▶ [Task description]:
Extract from the material every line that contains the word "police", and copy each one in full.

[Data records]
#####

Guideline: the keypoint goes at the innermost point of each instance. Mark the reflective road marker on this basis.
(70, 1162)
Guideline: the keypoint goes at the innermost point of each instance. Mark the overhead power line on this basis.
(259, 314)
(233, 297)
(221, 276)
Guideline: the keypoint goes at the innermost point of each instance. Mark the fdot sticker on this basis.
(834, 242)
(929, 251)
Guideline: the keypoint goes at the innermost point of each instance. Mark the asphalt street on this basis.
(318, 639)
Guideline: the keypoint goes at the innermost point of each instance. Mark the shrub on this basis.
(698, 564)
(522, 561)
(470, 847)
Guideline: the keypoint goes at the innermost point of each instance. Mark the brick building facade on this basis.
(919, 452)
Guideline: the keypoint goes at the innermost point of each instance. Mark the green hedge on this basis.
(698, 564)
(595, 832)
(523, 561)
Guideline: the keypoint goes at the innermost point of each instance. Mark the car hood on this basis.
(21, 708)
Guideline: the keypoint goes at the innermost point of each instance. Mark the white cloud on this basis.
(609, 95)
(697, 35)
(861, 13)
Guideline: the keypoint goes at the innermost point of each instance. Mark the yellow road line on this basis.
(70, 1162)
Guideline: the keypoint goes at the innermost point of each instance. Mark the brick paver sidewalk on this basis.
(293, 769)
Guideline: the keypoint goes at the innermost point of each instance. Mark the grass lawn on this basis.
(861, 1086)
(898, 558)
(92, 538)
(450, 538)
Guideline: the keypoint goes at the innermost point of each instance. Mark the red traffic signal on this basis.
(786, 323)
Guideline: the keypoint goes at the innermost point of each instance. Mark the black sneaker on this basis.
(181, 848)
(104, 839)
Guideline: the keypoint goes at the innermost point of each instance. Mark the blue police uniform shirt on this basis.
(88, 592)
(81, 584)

#####

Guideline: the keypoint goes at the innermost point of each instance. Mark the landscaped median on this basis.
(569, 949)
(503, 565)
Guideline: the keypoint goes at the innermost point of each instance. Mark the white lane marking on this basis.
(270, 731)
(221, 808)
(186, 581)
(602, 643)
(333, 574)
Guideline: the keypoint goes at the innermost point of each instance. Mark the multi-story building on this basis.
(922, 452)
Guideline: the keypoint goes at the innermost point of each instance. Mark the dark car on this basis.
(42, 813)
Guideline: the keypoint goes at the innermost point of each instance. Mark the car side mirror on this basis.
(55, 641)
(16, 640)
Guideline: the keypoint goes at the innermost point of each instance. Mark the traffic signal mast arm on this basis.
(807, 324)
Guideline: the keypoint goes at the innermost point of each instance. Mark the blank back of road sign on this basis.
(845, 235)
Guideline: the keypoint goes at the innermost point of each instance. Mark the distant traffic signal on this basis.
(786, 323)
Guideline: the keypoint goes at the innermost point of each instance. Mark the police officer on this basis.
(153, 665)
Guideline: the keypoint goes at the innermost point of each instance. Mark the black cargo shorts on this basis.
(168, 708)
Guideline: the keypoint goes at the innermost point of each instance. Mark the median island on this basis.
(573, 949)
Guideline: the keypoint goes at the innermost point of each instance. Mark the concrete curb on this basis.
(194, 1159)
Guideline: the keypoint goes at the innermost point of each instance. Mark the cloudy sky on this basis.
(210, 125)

#####

▶ [Answer to this problem]:
Guideline: the keypoint goes at the innermost point of each instance. Mark the blue police uniform shirt on this basis.
Guideline: the keypoint goes at the innermost point of each instance. Mark the police officer on this basis.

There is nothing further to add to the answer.